=== Work task ===
Please transcribe the data exactly, with nothing left out.

(Records from a data source)
»»

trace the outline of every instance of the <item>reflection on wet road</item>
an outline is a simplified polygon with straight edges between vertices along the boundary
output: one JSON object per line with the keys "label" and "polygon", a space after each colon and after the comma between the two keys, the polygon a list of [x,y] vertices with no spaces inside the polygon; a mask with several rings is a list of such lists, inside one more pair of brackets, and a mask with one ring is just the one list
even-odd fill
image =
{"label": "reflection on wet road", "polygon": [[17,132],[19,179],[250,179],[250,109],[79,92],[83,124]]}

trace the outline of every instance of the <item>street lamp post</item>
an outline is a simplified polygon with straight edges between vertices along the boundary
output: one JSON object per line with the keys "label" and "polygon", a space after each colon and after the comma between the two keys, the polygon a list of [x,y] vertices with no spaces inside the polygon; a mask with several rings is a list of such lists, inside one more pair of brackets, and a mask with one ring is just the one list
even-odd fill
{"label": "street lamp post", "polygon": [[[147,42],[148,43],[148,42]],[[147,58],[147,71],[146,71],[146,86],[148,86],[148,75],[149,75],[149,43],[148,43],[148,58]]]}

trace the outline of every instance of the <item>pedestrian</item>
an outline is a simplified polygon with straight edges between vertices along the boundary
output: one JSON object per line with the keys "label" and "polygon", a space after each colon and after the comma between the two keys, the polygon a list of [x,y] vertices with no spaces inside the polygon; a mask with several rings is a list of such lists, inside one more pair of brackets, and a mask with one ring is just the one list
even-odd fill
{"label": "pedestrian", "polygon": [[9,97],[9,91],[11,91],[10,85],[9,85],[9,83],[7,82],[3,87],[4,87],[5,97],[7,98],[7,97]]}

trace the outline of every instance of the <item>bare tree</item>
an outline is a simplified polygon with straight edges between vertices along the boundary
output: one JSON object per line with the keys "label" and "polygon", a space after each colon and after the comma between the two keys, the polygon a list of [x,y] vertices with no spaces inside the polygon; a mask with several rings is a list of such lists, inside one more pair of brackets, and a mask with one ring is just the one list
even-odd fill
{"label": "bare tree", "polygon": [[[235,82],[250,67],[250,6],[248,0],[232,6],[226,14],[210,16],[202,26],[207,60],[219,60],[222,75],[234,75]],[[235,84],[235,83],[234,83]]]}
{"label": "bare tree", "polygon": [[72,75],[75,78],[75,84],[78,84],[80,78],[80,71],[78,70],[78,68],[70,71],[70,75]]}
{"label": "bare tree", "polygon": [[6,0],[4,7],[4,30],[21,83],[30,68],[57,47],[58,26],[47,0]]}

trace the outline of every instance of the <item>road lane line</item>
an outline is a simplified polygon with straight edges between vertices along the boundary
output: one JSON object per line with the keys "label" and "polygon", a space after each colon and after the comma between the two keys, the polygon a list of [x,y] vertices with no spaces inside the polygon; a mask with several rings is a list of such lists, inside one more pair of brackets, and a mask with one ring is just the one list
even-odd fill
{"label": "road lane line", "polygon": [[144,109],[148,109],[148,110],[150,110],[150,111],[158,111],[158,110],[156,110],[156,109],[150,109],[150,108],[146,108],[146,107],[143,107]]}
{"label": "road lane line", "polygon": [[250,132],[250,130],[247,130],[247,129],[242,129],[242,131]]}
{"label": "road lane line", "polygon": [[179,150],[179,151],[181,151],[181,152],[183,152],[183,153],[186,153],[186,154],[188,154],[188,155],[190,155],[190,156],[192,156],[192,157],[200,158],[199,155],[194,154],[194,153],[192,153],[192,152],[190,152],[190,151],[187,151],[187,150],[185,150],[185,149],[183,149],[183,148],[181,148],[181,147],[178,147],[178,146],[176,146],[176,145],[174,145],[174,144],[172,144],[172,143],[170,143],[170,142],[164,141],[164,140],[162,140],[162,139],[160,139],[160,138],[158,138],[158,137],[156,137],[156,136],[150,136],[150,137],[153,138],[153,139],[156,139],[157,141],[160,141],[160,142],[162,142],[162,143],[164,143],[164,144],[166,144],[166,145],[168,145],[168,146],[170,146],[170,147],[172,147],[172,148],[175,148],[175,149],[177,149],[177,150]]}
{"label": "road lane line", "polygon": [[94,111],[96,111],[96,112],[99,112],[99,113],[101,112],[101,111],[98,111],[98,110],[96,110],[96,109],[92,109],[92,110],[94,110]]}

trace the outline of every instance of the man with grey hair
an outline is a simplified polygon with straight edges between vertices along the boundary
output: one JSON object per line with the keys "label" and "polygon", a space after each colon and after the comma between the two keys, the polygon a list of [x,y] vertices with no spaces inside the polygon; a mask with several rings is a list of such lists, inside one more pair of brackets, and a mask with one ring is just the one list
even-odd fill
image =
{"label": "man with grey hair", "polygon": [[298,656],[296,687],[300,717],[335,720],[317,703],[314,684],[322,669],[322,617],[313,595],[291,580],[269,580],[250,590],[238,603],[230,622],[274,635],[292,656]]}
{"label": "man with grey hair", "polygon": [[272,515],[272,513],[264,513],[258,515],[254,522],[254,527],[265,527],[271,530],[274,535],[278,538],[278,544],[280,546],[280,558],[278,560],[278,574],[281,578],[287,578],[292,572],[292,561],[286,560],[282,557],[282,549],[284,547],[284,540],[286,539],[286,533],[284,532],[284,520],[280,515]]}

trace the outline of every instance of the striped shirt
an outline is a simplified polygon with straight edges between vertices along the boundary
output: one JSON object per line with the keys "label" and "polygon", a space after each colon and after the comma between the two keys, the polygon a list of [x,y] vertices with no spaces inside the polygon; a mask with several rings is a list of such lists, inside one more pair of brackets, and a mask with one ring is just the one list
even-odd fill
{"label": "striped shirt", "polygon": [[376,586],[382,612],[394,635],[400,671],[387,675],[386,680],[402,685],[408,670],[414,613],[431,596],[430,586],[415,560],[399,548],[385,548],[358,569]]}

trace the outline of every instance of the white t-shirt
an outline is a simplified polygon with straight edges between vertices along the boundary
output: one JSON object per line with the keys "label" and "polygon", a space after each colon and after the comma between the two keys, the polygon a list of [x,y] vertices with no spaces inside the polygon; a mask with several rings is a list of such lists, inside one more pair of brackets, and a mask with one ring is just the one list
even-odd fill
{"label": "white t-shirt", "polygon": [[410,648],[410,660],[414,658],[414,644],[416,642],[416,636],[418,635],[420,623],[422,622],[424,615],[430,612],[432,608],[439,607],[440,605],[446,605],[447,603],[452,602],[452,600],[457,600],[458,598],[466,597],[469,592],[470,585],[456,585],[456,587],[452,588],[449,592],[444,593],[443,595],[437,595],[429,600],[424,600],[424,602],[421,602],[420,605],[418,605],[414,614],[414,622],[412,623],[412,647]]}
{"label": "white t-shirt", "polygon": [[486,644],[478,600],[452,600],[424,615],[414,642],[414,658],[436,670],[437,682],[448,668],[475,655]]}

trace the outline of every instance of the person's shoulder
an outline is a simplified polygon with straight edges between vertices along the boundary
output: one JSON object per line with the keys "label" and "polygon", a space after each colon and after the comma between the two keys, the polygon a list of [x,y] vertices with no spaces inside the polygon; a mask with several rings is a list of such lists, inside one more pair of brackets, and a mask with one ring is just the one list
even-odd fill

««

=== Solution to this exercise ===
trace the outline of every instance of the <item>reflection on wet road</item>
an outline is a simplified polygon with straight edges between vertices along the boundary
output: one JSON object per line with the keys "label" and "polygon", a space after each colon and after the comma between the two keys, the polygon a list of [x,y] vertices with no spaces inside the polygon; a mask with several rings is a list of such lists, inside one more pair of brackets, and a mask with one ring is just the one list
even-odd fill
image =
{"label": "reflection on wet road", "polygon": [[17,132],[19,179],[250,179],[250,109],[79,92],[83,124]]}

trace the outline of every instance of the <item>street lamp post</item>
an outline is a simplified polygon with straight edges between vertices along the boundary
output: one JSON object per line with the keys "label" and "polygon", a space after each colon and after the comma between the two keys, the polygon a list of [x,y] vertices with no spaces inside the polygon; a mask with several rings is a list of such lists, inside one more pair of brackets, and a mask with one ring is just the one list
even-odd fill
{"label": "street lamp post", "polygon": [[[147,42],[148,43],[148,42]],[[147,58],[147,71],[146,71],[146,86],[148,86],[148,75],[149,75],[149,43],[148,43],[148,58]]]}

trace the outline of every instance of the <item>pedestrian</item>
an outline is a simplified polygon with straight edges between vertices along the boundary
output: one JSON object per line with the keys "label" and "polygon", a space after each colon and after the comma between the two keys, the polygon a list of [x,y] vertices with no spaces inside the polygon; a mask with several rings is a list of such lists, inside one more pair of brackets, and a mask with one ring is just the one list
even-odd fill
{"label": "pedestrian", "polygon": [[9,97],[9,91],[11,91],[10,85],[9,85],[9,83],[7,82],[3,87],[4,87],[5,97],[7,98],[7,97]]}

trace the outline of every instance of the <item>bare tree</item>
an outline is a simplified polygon with straight edges between vertices along the boundary
output: one JSON object per line with the keys "label" and "polygon", a space after each colon and after the comma between the two keys, the polygon a list of [x,y] vertices with no spaces inside the polygon; a mask with several rings is a list of such lists, inside one more pair of brackets, and a mask with one ring is just the one list
even-odd fill
{"label": "bare tree", "polygon": [[[235,82],[250,67],[250,6],[248,0],[232,6],[226,14],[210,16],[202,26],[207,60],[219,60],[222,75],[234,75]],[[235,84],[235,83],[234,83]]]}
{"label": "bare tree", "polygon": [[72,75],[75,78],[75,84],[78,84],[80,78],[80,71],[78,70],[78,68],[70,71],[70,75]]}
{"label": "bare tree", "polygon": [[6,0],[4,7],[4,30],[21,83],[30,68],[57,47],[58,26],[47,0]]}

trace the outline of every instance of the <item>road lane line</item>
an outline is a simplified polygon with straight edges between vertices along the boundary
output: one JSON object per line with the keys "label" and "polygon", a space after each colon and after the comma between the two keys, the polygon a list of [x,y] vertices with no spaces inside the polygon; a mask with several rings is a list of such lists, inside one more pair of brackets, and a mask with one ring is just the one list
even-odd fill
{"label": "road lane line", "polygon": [[144,109],[148,109],[148,110],[150,110],[150,111],[158,111],[158,110],[156,110],[156,109],[150,109],[150,108],[146,108],[146,107],[143,107]]}
{"label": "road lane line", "polygon": [[250,132],[250,130],[247,130],[247,129],[242,129],[242,131]]}
{"label": "road lane line", "polygon": [[179,150],[179,151],[181,151],[181,152],[183,152],[183,153],[186,153],[186,154],[188,154],[188,155],[190,155],[190,156],[192,156],[192,157],[200,158],[199,155],[194,154],[194,153],[192,153],[192,152],[190,152],[190,151],[187,151],[187,150],[185,150],[185,149],[183,149],[183,148],[181,148],[181,147],[178,147],[178,146],[176,146],[176,145],[174,145],[174,144],[172,144],[172,143],[170,143],[170,142],[164,141],[164,140],[162,140],[162,139],[160,139],[160,138],[158,138],[158,137],[156,137],[156,136],[150,136],[150,137],[153,138],[153,139],[156,139],[157,141],[160,141],[160,142],[162,142],[162,143],[164,143],[164,144],[166,144],[166,145],[168,145],[168,146],[170,146],[170,147],[172,147],[172,148],[175,148],[175,149],[177,149],[177,150]]}
{"label": "road lane line", "polygon": [[94,111],[96,111],[96,112],[99,112],[99,113],[101,112],[101,111],[98,111],[98,110],[96,110],[96,109],[92,109],[92,110],[94,110]]}

trace the outline of every instance of the man with grey hair
an outline is a simplified polygon with straight edges between vertices along the boundary
output: one JSON object per line with the keys "label" and "polygon", a space after each colon and after the comma between the two keys, the polygon a list of [x,y] vertices with no spaces inside the polygon; a mask with several rings is a list of such lists, inside one more pair of brackets, and a mask with one ring is just the one list
even-odd fill
image =
{"label": "man with grey hair", "polygon": [[298,656],[296,687],[300,717],[335,720],[317,703],[314,684],[322,669],[322,617],[313,595],[291,580],[269,580],[250,590],[238,603],[230,622],[274,635],[292,656]]}
{"label": "man with grey hair", "polygon": [[272,515],[272,513],[264,513],[258,515],[254,522],[254,527],[265,527],[271,530],[274,535],[278,538],[278,544],[280,546],[280,558],[278,560],[278,574],[281,578],[287,578],[292,572],[292,561],[286,560],[282,557],[282,549],[284,547],[284,540],[286,539],[286,533],[284,532],[284,520],[280,515]]}

trace the outline of every instance of the striped shirt
an outline is a simplified polygon with straight edges between vertices along the boundary
output: one JSON object per line with the keys "label" and "polygon", a space after each colon and after the comma between the two keys, the polygon a list of [x,y] vertices with no spaces inside the polygon; a mask with several rings is a list of such lists, inside one more pair of brackets, and a mask with one ring is just the one list
even-odd fill
{"label": "striped shirt", "polygon": [[376,586],[382,612],[394,635],[400,671],[387,675],[386,680],[402,685],[408,670],[414,613],[431,596],[430,586],[415,560],[399,548],[385,548],[358,569]]}

trace the outline of every instance of the white t-shirt
an outline is a simplified polygon with straight edges between vertices along the boundary
output: one JSON object per line with the keys "label" and "polygon", a space after each colon and after the comma between the two keys, the polygon a list of [x,y] vertices with no spaces inside the polygon; a mask with several rings is a list of such lists, inside one more pair of brackets, and a mask with one ring is just the one list
even-odd fill
{"label": "white t-shirt", "polygon": [[410,648],[410,660],[414,658],[414,644],[416,642],[416,636],[418,635],[420,623],[422,622],[424,615],[430,612],[432,608],[439,607],[440,605],[446,605],[447,603],[452,602],[452,600],[457,600],[458,598],[466,597],[469,592],[470,585],[456,585],[456,587],[452,588],[449,592],[444,593],[443,595],[437,595],[429,600],[424,600],[424,602],[421,602],[420,605],[418,605],[414,614],[414,622],[412,623],[412,647]]}
{"label": "white t-shirt", "polygon": [[486,644],[478,600],[452,600],[424,615],[414,642],[414,658],[436,670],[437,682],[448,668],[475,655]]}

trace the outline of every instance of the person's shoulder
an outline is a simplified polygon with straight edges between vertices along the boundary
output: one JSON object per line with the keys "label" and "polygon", a space after each colon and after the comma between the two keys, the polygon a list of [x,y] vertices with no spaces inside the polygon; a mask with several rings is a list of such lists, inside one more pair of brackets, and a mask with one ring is just the one list
even-odd fill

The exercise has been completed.